**Requirement**
From the line that contains "For each instance of the second" down to the last line of the listing below, reproduce each line exactly but not the pictures.

-------- Data for this exercise

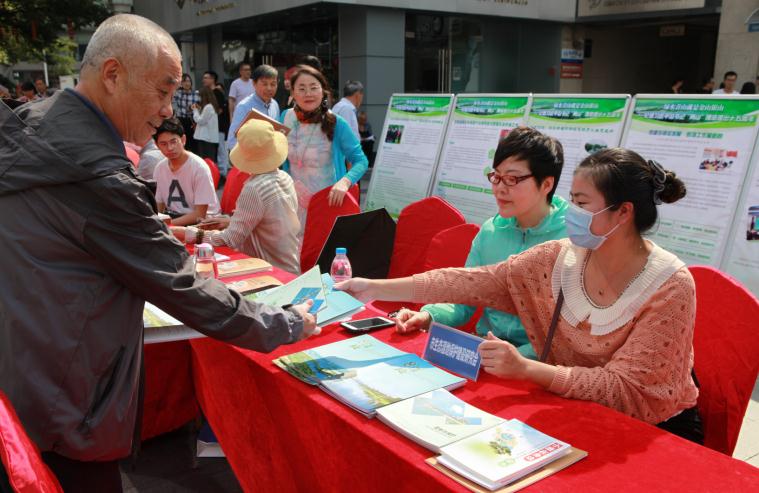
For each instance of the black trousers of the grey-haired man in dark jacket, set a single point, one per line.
(85, 477)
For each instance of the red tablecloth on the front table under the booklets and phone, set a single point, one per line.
(280, 434)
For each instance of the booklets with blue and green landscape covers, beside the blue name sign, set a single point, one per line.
(367, 374)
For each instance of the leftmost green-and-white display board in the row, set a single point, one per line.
(408, 150)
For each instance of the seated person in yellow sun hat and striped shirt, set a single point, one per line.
(265, 223)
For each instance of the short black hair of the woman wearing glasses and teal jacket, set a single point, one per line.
(544, 154)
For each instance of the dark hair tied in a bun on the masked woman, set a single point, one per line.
(622, 175)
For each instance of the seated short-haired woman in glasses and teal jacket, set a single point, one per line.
(527, 167)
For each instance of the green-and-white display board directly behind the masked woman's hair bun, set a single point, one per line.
(708, 141)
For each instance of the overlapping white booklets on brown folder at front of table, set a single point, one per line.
(476, 446)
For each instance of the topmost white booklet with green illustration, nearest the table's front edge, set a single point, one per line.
(501, 455)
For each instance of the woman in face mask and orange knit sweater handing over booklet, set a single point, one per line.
(626, 307)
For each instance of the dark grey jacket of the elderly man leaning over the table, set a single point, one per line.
(82, 248)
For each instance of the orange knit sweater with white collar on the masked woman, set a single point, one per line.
(634, 356)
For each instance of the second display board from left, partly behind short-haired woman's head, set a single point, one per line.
(478, 123)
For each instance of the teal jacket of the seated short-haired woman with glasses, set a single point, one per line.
(498, 239)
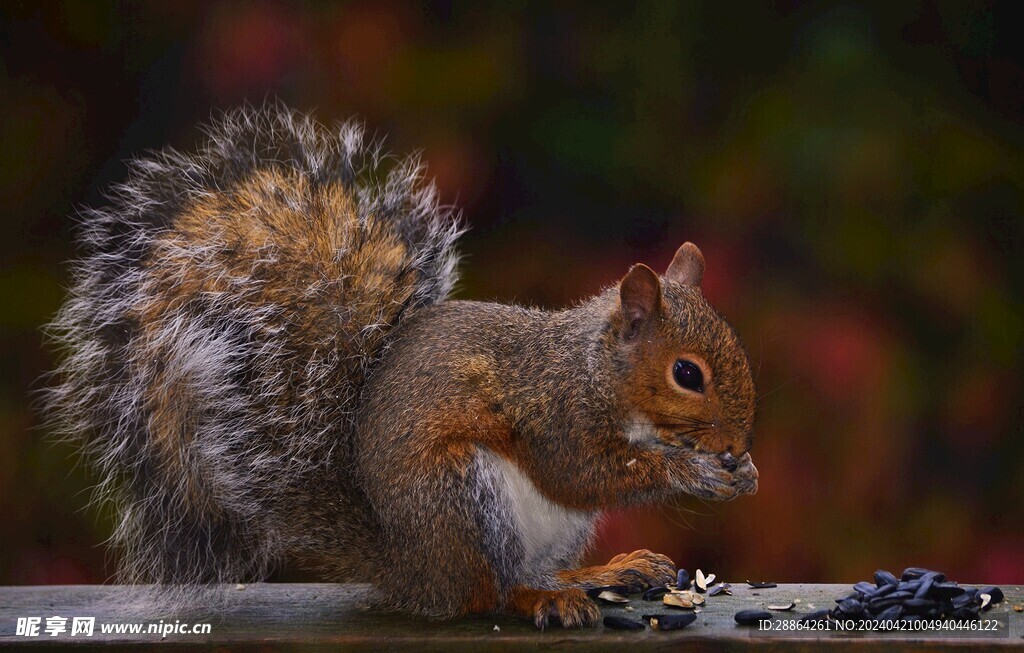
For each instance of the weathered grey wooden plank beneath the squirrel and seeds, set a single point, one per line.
(336, 618)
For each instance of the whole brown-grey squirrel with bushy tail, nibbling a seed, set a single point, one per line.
(264, 366)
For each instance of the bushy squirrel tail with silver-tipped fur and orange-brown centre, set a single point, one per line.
(227, 309)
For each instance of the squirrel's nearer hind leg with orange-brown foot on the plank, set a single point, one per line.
(449, 544)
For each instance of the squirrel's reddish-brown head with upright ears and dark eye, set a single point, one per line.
(690, 380)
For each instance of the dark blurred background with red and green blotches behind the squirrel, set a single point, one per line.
(855, 177)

----------------

**Task response**
For each instance of the second display board from left, partly behind short-haired woman's head, set a single point, one per line.
(478, 123)
For each instance of the teal jacket of the seated short-haired woman with glasses, set a single point, one per line.
(498, 239)
For each instance of the weathered grey wooden plank beneath the squirrel and seeds, set a single point, one per line.
(336, 618)
For each instance of the whole brown-grey squirrel with bushy tail, nibbling a seed, set a single point, one per line.
(264, 366)
For each instance of the bushy squirrel tail with silver-tipped fur and orange-brown centre, set a single point, one per line.
(227, 309)
For each instance of the squirrel's nearer hind leg with orange-brown foot on the plank, set a single point, one per line.
(449, 544)
For each instance of the squirrel's reddish-brown head with upright ears and dark eye, set a single point, one per line.
(690, 380)
For each instance of the dark blurred background with red and green blotches behind the squirrel, set a single point, one per line.
(855, 177)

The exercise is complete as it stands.